• _EXTRACTED ENTRIES_:
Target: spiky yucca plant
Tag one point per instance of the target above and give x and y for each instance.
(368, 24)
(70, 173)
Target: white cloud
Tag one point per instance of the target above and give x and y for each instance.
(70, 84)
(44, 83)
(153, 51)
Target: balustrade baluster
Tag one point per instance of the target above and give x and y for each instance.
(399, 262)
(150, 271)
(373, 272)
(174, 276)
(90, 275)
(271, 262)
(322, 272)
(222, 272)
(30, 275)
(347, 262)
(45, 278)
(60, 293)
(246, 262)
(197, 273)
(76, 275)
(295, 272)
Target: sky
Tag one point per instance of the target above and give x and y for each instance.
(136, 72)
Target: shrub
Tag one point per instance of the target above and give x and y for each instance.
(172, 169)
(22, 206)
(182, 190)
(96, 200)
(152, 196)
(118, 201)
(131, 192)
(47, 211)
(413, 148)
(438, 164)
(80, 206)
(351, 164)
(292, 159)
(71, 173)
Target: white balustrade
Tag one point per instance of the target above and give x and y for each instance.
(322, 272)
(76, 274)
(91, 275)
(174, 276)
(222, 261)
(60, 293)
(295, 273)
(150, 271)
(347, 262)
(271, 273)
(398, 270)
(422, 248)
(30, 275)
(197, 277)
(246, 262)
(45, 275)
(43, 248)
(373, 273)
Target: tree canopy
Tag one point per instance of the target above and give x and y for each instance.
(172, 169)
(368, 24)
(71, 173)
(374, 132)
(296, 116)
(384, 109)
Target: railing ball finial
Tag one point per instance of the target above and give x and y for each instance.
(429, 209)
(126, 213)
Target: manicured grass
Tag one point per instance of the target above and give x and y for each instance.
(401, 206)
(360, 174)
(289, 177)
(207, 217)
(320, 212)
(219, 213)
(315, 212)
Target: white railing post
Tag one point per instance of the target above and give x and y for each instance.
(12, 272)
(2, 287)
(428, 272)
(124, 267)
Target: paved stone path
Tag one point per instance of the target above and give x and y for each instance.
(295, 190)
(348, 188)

• _TASK TO CARRY OUT_: Write out the entire listing exactly.

• _RESPONSE_:
Target: spiky yucca plant
Tag one point per instance of the target above and give x and y for each instance.
(368, 24)
(70, 173)
Target: white cloud
Tag one point per instance of the target above and give x and y for each instance.
(70, 84)
(44, 83)
(153, 51)
Target: balustrade baluster
Tag one point per instance of the target above and give x and y for each instance.
(399, 262)
(150, 271)
(373, 272)
(174, 276)
(90, 275)
(271, 262)
(322, 272)
(222, 272)
(30, 275)
(347, 262)
(45, 278)
(60, 293)
(246, 262)
(197, 273)
(76, 275)
(295, 272)
Target: sky
Tag one point per instance of the target above and give x and y for each instance.
(136, 72)
Target: shrub
Tag one point per instance of the target above and give x and y for each instance.
(172, 169)
(22, 206)
(182, 190)
(96, 200)
(152, 196)
(118, 201)
(131, 192)
(47, 211)
(413, 148)
(438, 164)
(80, 206)
(351, 164)
(292, 159)
(71, 173)
Target: white balustrade
Tag one point per instance of the target above and give x and y for each instance.
(322, 272)
(76, 274)
(91, 275)
(174, 276)
(222, 261)
(60, 293)
(295, 273)
(150, 271)
(347, 262)
(271, 273)
(398, 270)
(422, 248)
(30, 275)
(197, 277)
(246, 262)
(45, 275)
(43, 248)
(373, 273)
Target: tree canopy
Tag one point per instance of the target above and give x and y for each instance.
(172, 169)
(368, 24)
(71, 173)
(374, 132)
(296, 116)
(384, 109)
Target: railing ball finial
Tag one point per instance of the target above and give x and y for each instance.
(429, 209)
(126, 213)
Target: manicured grass
Tag one point per instance of the target above and give x and y for each instance.
(401, 206)
(360, 174)
(289, 177)
(207, 217)
(320, 212)
(219, 213)
(315, 212)
Target: white railing post
Tag one point per instance of the target above and give x and y for each instance.
(12, 272)
(2, 287)
(428, 272)
(124, 267)
Target: paved stone path
Tag one point per instance of the target above and give x and y for each instance.
(295, 190)
(348, 188)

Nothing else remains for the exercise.